+++ The input
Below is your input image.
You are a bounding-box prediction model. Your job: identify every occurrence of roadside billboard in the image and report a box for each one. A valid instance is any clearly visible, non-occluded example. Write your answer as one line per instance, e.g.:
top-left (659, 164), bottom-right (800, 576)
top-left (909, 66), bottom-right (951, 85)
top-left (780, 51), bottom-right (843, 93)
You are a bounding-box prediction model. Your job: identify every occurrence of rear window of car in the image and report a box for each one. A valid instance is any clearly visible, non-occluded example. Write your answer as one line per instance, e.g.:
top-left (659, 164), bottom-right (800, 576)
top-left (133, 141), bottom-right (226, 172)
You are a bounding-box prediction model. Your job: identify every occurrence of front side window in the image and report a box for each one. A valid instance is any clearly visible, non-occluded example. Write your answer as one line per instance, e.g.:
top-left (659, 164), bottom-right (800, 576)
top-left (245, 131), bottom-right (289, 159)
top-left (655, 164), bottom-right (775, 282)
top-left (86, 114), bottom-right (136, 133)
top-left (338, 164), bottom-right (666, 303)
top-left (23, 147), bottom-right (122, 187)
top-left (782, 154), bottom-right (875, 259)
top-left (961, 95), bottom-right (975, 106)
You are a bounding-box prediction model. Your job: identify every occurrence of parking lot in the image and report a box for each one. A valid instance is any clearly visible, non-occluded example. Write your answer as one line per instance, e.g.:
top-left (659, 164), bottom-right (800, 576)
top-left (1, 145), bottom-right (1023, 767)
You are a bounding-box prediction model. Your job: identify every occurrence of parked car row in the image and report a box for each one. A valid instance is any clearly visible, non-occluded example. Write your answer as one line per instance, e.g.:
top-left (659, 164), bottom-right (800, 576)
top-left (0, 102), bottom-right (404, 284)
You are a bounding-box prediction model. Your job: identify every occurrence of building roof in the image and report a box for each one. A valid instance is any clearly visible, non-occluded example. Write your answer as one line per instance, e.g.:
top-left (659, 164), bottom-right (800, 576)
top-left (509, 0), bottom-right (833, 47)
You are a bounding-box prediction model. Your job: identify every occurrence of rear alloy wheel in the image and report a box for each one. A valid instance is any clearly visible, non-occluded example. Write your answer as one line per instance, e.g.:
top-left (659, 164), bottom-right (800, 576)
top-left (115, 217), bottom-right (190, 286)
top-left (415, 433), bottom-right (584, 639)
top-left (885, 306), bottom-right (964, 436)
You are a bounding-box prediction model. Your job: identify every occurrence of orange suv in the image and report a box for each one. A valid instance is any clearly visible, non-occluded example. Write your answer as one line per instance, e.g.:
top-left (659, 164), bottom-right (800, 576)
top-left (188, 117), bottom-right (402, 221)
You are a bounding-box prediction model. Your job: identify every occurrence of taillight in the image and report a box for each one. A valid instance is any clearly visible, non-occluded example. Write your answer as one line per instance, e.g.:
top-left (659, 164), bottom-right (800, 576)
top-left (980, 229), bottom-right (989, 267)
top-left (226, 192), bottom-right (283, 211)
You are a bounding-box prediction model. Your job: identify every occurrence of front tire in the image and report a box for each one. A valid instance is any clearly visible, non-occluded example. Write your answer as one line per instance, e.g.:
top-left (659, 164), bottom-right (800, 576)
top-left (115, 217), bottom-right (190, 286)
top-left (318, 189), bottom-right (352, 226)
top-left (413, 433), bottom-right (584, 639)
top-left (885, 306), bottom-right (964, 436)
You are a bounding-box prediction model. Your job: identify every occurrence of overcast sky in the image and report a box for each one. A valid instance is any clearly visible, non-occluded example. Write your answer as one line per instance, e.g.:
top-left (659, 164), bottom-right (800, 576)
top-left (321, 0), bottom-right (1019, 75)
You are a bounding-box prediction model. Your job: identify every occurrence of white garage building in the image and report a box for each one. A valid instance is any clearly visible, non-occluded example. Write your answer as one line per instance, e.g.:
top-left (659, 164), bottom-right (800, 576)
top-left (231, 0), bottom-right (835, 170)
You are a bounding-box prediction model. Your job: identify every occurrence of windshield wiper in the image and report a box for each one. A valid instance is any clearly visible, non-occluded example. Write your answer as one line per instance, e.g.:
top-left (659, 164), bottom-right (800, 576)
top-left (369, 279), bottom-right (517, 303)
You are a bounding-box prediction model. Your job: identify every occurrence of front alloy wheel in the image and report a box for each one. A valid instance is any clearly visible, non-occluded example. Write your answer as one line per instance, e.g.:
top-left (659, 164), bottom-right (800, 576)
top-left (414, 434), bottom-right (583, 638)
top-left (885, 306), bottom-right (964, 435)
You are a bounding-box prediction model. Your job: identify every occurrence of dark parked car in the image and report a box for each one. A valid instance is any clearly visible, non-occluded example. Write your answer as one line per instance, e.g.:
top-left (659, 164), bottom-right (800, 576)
++++++
■ Problem to solve
Only lines containing the word "window" should be copied from the material above.

■ Response
You are a bounding-box prediction model. Your job: identify every occurrence of rear window of car in the image and report a box for each one. A valid instance is any clearly visible, non-occluded example. Write your answer as one line per instance, e.g.:
You are a bounding-box prediction model. Your job: identify every occurrence of front side window in the image and report a box for each one. A valid instance is any clearly visible, non-occluded example. Write your answer as one line per instance, e.g.:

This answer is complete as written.